-- BEGIN Dataset extract --

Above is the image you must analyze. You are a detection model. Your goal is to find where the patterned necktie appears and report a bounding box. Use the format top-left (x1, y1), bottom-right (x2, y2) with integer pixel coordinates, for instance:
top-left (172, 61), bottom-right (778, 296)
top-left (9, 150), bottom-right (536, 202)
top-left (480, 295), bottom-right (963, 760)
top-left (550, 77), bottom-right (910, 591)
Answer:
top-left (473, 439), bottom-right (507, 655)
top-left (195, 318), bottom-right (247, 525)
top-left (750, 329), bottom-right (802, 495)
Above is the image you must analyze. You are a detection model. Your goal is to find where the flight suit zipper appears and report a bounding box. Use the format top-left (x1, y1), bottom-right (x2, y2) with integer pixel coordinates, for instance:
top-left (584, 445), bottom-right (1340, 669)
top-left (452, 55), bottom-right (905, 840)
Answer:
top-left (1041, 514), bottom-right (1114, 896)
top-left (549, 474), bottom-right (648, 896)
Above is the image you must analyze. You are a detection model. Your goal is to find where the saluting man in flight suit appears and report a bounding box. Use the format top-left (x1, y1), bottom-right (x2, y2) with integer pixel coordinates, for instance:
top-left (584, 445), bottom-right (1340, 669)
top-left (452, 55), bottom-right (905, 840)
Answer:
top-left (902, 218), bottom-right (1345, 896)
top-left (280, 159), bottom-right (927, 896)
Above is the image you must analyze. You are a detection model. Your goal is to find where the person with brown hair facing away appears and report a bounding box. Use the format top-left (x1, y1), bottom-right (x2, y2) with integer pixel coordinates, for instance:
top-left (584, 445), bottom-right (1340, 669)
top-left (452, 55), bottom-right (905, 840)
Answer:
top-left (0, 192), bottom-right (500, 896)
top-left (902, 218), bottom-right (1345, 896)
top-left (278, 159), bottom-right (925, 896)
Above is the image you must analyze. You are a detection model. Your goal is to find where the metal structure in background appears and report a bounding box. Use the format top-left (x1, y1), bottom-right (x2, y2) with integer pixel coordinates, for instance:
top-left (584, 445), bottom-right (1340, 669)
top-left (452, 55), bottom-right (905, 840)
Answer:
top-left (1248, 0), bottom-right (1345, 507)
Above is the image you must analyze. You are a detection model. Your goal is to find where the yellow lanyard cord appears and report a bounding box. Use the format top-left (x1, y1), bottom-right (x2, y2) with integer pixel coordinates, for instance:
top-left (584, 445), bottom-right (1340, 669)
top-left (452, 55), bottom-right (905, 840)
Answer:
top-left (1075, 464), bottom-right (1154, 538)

-- END Dataset extract --

● What needs to be done
Copy out every one of the items above word for word, from the first line through the last.

● Full answer
Above is the image you must analyze. You are a detection model. Your goal is to find where the patterned necktie appears and report a bounding box. Use the format top-left (x1, y1), bottom-right (x2, y2) with integer pixel coordinates, for instance:
top-left (172, 61), bottom-right (778, 296)
top-left (9, 150), bottom-right (536, 202)
top-left (480, 295), bottom-right (963, 760)
top-left (550, 77), bottom-right (910, 591)
Answer:
top-left (473, 439), bottom-right (507, 655)
top-left (195, 318), bottom-right (247, 525)
top-left (750, 329), bottom-right (802, 495)
Above is the image you must analyze. You are a detection model. Your goal is to find where the flight suit zipper appears and report a bounding box. Use the format top-left (x1, y1), bottom-right (x2, y2) with integer pixel coordinates, for instance:
top-left (584, 445), bottom-right (1340, 669)
top-left (452, 55), bottom-right (905, 840)
Answer:
top-left (1041, 514), bottom-right (1114, 896)
top-left (549, 474), bottom-right (648, 896)
Above is the image you must analyze. You are a detection model. Your goal is to find where the saluting man in flight suit appears and report a bounding box. Use the format top-left (x1, y1), bottom-right (x2, y2) with integer pixel coordinates, for instance:
top-left (584, 445), bottom-right (1340, 669)
top-left (452, 55), bottom-right (905, 840)
Answer:
top-left (902, 218), bottom-right (1345, 896)
top-left (280, 159), bottom-right (927, 896)
Above is the image you must analyze. You are a detection model. Your goal is to find where the person with brown hair facing away appears and report a bounding box. Use the format top-left (x1, y1), bottom-right (x2, y2) with integer pixel coordinates, for instance:
top-left (584, 445), bottom-right (1340, 669)
top-left (452, 55), bottom-right (905, 840)
Answer:
top-left (0, 192), bottom-right (500, 896)
top-left (902, 218), bottom-right (1345, 896)
top-left (278, 159), bottom-right (925, 896)
Above is the image you must analyze. You are a detection model. Your goal is to find where the metal structure in background appears and report a bounding box. Use the format top-left (x1, y1), bottom-right (x2, y2) with integer pixel coordinates, for instance:
top-left (584, 445), bottom-right (1340, 669)
top-left (452, 55), bottom-right (905, 840)
Answer:
top-left (1248, 0), bottom-right (1345, 507)
Above is the image you must analyze. You are a detection model. Your goal is to find where the yellow lanyard cord appears and report a bounding box. Use the format top-left (x1, y1), bottom-right (x2, y2) with integer pixel coordinates, for instance:
top-left (584, 445), bottom-right (1340, 669)
top-left (452, 55), bottom-right (905, 840)
Answer:
top-left (1075, 464), bottom-right (1154, 538)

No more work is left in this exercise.